• [Task brief]:
Show every line of the records below that holds the string "small".

-- Begin Exercise material --

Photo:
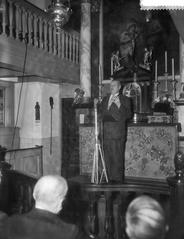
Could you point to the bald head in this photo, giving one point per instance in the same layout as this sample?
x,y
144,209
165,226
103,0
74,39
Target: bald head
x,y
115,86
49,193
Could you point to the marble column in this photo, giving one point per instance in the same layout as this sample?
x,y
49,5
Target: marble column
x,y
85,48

-- End Exercise material --
-- Begin Exercise material --

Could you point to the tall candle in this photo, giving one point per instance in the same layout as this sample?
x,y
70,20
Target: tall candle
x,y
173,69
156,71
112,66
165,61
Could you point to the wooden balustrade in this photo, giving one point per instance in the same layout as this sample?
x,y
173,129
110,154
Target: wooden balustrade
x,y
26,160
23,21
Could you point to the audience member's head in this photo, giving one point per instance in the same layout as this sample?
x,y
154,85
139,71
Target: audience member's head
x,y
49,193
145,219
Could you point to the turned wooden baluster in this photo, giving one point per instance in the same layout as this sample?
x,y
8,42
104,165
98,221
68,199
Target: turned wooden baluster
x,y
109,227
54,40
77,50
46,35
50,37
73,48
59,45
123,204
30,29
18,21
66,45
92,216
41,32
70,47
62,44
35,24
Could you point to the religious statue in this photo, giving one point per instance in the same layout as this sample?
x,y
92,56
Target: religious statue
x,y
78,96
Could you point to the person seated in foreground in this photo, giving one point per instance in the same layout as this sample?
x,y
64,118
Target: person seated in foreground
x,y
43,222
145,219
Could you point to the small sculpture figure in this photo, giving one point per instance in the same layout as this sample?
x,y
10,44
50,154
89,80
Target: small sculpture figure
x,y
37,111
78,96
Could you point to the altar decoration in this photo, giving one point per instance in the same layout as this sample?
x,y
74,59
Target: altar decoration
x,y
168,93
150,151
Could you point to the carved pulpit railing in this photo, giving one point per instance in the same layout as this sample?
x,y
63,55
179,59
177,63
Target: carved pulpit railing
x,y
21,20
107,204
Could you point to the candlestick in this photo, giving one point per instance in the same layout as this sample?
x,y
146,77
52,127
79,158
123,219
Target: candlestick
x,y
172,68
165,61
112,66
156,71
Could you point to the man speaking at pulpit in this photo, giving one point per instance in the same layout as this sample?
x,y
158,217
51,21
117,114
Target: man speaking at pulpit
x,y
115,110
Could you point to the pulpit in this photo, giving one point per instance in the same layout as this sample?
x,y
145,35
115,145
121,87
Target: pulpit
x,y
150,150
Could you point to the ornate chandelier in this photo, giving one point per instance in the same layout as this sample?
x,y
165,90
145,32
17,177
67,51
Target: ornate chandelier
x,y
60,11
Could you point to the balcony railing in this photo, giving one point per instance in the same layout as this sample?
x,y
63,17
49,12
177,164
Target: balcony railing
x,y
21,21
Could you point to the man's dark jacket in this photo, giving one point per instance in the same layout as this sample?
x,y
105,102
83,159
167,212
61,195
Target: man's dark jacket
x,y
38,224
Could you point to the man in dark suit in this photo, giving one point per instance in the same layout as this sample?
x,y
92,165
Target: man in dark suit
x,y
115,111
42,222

-- End Exercise material --

• [Solution for this task]:
Could you point to the small sculpture figure in this photo, giving one point per instance in the same layout as this sample?
Target: small sculpture figure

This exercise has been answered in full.